• _TASK DETAILS_: Make an exact copy of all the entries, with the pictures left out.

• _MATERIAL TO PROCESS_:
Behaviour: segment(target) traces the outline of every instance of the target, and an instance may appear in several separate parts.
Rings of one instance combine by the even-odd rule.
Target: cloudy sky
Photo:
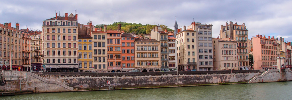
[[[178,1],[179,1],[178,2]],[[277,0],[1,0],[0,23],[17,21],[20,28],[41,30],[42,21],[74,14],[78,22],[93,25],[116,22],[164,24],[173,29],[175,16],[180,27],[193,19],[212,24],[213,37],[219,35],[220,26],[232,21],[246,23],[249,38],[258,34],[281,37],[292,41],[292,1]],[[58,15],[59,14],[58,13]]]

• _SOLUTION TO THIS TASK_:
Behaviour: segment(target) traces the outline of every instance of the target, and an instance may appear in several separate parts.
Rings of one instance combine by the even-odd rule.
Target: cloudy sky
Photo:
[[[178,1],[179,1],[178,2]],[[277,0],[1,0],[0,23],[17,21],[20,28],[41,30],[42,21],[74,14],[78,22],[93,25],[116,22],[164,24],[173,29],[175,16],[180,27],[193,19],[212,24],[213,37],[219,35],[220,26],[232,21],[246,23],[249,38],[258,34],[281,37],[292,41],[292,1]],[[58,15],[59,14],[58,13]]]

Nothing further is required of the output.